Data:

[Start of section]

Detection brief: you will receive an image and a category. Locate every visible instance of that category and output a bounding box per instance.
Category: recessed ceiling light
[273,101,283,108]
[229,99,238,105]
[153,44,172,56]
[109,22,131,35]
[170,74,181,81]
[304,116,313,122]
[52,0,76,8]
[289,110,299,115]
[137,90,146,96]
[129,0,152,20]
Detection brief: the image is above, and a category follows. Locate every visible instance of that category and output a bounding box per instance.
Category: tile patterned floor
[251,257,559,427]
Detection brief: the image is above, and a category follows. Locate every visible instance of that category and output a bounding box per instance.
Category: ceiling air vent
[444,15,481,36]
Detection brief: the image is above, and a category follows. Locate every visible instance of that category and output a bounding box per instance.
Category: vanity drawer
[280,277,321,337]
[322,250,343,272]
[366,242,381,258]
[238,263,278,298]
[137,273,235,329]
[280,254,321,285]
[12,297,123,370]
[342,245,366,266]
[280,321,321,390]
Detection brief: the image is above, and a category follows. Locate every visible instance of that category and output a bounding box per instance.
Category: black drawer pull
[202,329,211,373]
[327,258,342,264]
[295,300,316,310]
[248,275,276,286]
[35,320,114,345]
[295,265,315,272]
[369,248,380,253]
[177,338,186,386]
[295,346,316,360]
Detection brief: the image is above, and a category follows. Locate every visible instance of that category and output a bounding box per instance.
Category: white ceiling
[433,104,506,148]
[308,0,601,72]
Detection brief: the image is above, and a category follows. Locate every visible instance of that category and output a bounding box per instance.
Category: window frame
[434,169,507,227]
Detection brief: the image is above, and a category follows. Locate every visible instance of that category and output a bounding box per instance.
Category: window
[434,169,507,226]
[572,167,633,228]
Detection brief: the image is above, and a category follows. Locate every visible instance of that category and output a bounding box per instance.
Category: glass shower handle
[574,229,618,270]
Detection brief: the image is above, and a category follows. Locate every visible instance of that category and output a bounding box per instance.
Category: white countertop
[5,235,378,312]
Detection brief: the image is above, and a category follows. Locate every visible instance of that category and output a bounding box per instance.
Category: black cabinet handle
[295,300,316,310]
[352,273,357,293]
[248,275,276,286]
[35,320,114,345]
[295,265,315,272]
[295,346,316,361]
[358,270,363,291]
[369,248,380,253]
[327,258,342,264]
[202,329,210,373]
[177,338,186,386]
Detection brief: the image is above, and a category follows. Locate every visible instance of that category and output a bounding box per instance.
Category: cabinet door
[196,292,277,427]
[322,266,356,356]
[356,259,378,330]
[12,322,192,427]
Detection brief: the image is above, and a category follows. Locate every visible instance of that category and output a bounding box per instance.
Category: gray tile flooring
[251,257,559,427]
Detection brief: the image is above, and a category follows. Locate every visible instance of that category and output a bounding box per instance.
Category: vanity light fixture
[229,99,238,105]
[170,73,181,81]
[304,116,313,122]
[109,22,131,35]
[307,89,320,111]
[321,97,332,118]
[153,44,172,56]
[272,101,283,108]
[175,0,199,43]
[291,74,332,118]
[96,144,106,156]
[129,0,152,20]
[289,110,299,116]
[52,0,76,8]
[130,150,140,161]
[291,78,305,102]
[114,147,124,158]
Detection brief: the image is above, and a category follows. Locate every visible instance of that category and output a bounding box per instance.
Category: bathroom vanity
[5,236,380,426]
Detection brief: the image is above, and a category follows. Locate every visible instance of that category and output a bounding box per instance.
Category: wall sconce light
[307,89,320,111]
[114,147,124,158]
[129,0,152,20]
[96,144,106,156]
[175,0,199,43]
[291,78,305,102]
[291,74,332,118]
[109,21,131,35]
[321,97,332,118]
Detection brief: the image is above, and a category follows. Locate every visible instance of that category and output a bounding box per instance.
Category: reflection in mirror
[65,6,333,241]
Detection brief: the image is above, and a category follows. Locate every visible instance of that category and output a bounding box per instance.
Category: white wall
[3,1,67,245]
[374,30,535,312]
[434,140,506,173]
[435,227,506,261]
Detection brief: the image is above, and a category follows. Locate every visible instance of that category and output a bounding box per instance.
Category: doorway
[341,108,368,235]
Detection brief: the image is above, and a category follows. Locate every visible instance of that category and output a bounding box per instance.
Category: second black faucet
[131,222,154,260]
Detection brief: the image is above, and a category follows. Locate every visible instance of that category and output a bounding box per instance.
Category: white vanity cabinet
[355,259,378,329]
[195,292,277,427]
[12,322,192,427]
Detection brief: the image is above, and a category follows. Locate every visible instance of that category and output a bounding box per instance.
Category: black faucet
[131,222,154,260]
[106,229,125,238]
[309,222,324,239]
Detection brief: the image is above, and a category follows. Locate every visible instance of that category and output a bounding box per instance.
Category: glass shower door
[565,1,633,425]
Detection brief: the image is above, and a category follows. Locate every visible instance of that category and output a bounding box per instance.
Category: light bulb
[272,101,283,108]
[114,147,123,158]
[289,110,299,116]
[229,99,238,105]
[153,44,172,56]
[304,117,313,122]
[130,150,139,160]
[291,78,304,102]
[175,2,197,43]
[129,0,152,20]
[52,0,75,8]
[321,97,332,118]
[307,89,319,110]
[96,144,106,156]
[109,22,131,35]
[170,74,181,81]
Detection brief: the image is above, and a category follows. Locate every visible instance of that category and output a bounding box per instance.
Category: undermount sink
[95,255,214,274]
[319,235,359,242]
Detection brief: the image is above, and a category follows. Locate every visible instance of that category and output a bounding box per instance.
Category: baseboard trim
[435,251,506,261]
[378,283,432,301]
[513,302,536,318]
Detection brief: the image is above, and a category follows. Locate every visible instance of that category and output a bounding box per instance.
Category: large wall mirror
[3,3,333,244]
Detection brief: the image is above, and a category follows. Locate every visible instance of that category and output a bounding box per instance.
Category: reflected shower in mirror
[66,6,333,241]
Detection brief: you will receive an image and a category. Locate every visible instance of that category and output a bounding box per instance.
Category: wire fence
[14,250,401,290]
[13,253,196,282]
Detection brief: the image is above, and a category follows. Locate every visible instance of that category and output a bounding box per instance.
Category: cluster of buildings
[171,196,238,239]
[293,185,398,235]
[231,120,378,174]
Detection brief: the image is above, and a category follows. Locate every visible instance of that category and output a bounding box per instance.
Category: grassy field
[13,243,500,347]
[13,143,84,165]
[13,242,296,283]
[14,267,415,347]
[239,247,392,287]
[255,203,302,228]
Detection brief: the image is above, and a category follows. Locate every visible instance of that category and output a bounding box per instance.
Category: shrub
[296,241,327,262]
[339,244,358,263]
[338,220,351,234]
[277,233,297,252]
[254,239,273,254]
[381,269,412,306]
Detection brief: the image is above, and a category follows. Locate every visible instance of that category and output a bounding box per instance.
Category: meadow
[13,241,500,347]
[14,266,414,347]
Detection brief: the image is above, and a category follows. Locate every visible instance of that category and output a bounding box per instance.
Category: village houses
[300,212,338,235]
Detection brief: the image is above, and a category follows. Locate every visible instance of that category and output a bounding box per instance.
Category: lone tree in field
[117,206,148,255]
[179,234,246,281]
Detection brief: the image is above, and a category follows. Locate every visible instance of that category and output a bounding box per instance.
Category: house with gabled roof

[End of section]

The full listing above needs to be retyped exactly.

Solution to this task:
Detection brief: you will receive an image and a category. Locate every visible instance of that category and output a bounding box per instance.
Category: recessed ceiling light
[273,101,283,108]
[229,99,238,105]
[153,44,172,56]
[109,22,131,35]
[170,74,181,81]
[304,116,313,122]
[52,0,76,8]
[289,110,299,115]
[137,90,146,96]
[129,0,152,20]
Detection brief: the image is above, and a category follows. Locate every visible instance of that category and output a bounding box per instance.
Category: tile patterned floor
[251,257,559,427]
Detection brief: the image is above, and a category follows. Locate every visible instance of that category and output a bounding box per instance.
Category: ceiling air vent
[444,15,481,36]
Detection brief: the image is above, and a category follows. Locate every visible instance of that category and output a bounding box per instance.
Category: vanity drawer
[280,277,321,337]
[322,250,343,272]
[366,242,381,258]
[238,263,278,298]
[137,273,235,329]
[280,254,321,285]
[12,297,123,370]
[342,245,366,266]
[280,321,321,390]
Detection brief: the image is above, and a category follows. Locate every visible instance of that category and output a bounding box per instance.
Category: black drawer pull
[202,329,211,373]
[327,258,342,264]
[295,300,316,310]
[248,275,276,286]
[35,320,114,345]
[295,265,315,272]
[369,248,380,253]
[177,338,186,386]
[295,346,316,360]
Detection brief: the image is above, and a category follows. Locate every visible instance of that category and output a bounding box per instance.
Category: white ceiling
[433,104,506,148]
[308,0,601,72]
Detection brief: the image is above, and a category follows. Locate every visible instance of that category and output a bounding box per instance.
Category: window frame
[434,169,507,227]
Detection brief: the image is above, and a category follows. Locate every visible instance of that category and output a bounding box per instance.
Category: window
[434,169,507,226]
[572,167,633,228]
Detection brief: the image is above, and a category follows. Locate every visible instance of that category and output a bounding box per instance.
Category: glass shower handle
[574,229,618,270]
Detection brief: the image is above, and a category follows. Locate every visible instance of that category and output a bounding box per instance.
Category: white countertop
[5,235,378,312]
Detection brief: the image is above, and a category follows. Locate every visible instance of that category and output a bounding box per instance.
Category: black cabinet handle
[295,300,316,310]
[352,273,357,293]
[248,275,276,286]
[35,320,114,345]
[295,265,315,272]
[295,346,316,361]
[358,270,363,291]
[369,248,380,253]
[327,258,342,264]
[202,329,210,373]
[177,338,186,386]
Detection brief: the image is above, and a category follows. Locate every visible instance of that category and output a bounding box per instance.
Category: cabinet door
[196,292,277,427]
[322,266,356,356]
[356,259,378,330]
[12,322,192,427]
Detection brief: the image is above, and a category follows. Locate every visible instance of that category and output a bounding box per instance.
Category: gray tile flooring
[251,257,559,427]
Detection brief: the image is above, and a category follows. Locate every visible instance of that category and output a bounding box per instance.
Category: vanity light fixture
[229,99,238,105]
[170,73,181,81]
[304,116,313,122]
[109,22,131,35]
[307,89,320,111]
[321,97,332,118]
[153,44,172,56]
[272,101,283,108]
[175,0,199,43]
[291,74,332,118]
[96,144,106,156]
[129,0,152,20]
[289,110,299,116]
[52,0,76,8]
[130,150,140,161]
[291,78,305,102]
[114,147,124,158]
Detection brief: the image is above, and a category follows. Locate every visible instance of that category and output a bounding box per instance.
Category: bathroom vanity
[5,236,380,426]
Detection brief: the image is above, and a category follows. Locate every visible instance of that category and output a bounding box per instance.
Category: wall sconce light
[307,89,320,111]
[114,147,124,158]
[129,0,152,20]
[96,144,106,156]
[175,0,199,43]
[291,78,305,102]
[291,74,332,118]
[109,21,131,35]
[321,97,332,118]
Detection brief: the image is above, and a category follows. Locate every visible instance of that category and output a bounding box per instance.
Category: reflection in mirror
[65,6,333,241]
Detection brief: the image is above, and a category follows. Locate every visible instance of that category and output a bounding box per instance.
Category: white wall
[3,1,67,245]
[374,30,535,312]
[434,140,506,173]
[435,227,506,261]
Detection brief: the image is above, and a category follows. Locate every visible instance of that category and output a bounding box per instance.
Category: doorway
[341,108,368,235]
Detection brief: the image is above, and a category follows. Locate every visible instance of that category and output a bounding box per instance.
Category: second black faucet
[131,222,154,260]
Detection brief: the image is above, and a category follows. Locate every visible instance of that category and output a bounding box per instance.
Category: white vanity cabinet
[355,259,378,329]
[195,292,277,427]
[12,322,192,427]
Detection brief: the image is above, and a category follows. Locate every visible instance of that category and output a bounding box per instance.
Category: black faucet
[131,222,154,260]
[106,229,125,238]
[309,222,324,239]
Detection brief: the image is above, and a category follows. Locate every visible instance of that category and output a bounding box per instance.
Category: glass shower door
[565,1,633,425]
Detection brief: the image is above, and a category follows. Locate every visible instance of that category and output a bounding box per instance.
Category: light bulb
[272,101,283,108]
[114,147,123,158]
[289,110,299,116]
[229,99,238,105]
[153,44,172,56]
[304,117,313,122]
[130,150,139,160]
[291,78,304,102]
[175,2,197,43]
[129,0,152,20]
[52,0,75,8]
[321,97,332,118]
[307,89,319,110]
[96,144,106,156]
[109,22,131,35]
[170,74,181,81]
Detection brief: the image is above, and a category follows. Locate every visible instance of that category and output a bounding box per instance.
Category: undermount sink
[95,255,214,274]
[319,235,359,242]
Detection brief: the image is above, and a category follows. Locate every visible instance of that category and output a bounding box per instance.
Category: baseboard trim
[435,251,506,261]
[378,283,432,301]
[513,302,536,318]
Detection brief: the image is above, and a category follows. Locate every visible instance of that category and output a bounding box per instance.
Category: large wall mirror
[3,3,333,244]
Detection brief: the image is above, and a category follows. Locate every visible instance of that category and output a bounding box per instance.
Category: reflected shower in mirror
[66,6,333,241]
Detection brief: you will receive an image and a category. Locate every visible instance of that category and output a bounding box per instance.
Category: wire fence
[14,250,401,290]
[13,253,196,282]
Detection brief: the image is above, and a category follows. Locate every visible instance of that category and output a bounding box per instance.
Category: cluster of buildings
[171,196,238,239]
[293,185,398,235]
[231,120,378,174]
Detection brief: the image is above, and a category follows. Locate every visible instance of that category and output a bounding box per instance.
Category: grassy field
[13,243,500,347]
[13,143,84,165]
[13,242,296,283]
[14,267,415,347]
[239,247,392,287]
[255,203,302,228]
Detection brief: the image is above, and a category follows. Locate every visible instance of that category and output a bounding box per instance.
Category: shrub
[296,241,327,262]
[339,244,358,263]
[338,220,351,234]
[277,233,297,252]
[254,239,273,254]
[381,269,412,306]
Detection brief: the image is above, and a category follows. Locate every visible instance of that category and output a bounding box per instance.
Category: meadow
[13,241,500,347]
[14,266,414,347]
Detection brief: the image is above, and a category follows. Locate every visible instance of that category and output a bounding box per instance.
Category: village houses
[300,212,338,235]
Detection brief: the image is above, and a category follows. Locate every visible instance of that category and output a bounding box per instance.
Category: lone tree in field
[117,206,148,255]
[179,234,246,281]
Detection brief: the image is above, and a category follows. Locate every visible instance of that category and output a bounding box per instance.
Category: house with gabled roof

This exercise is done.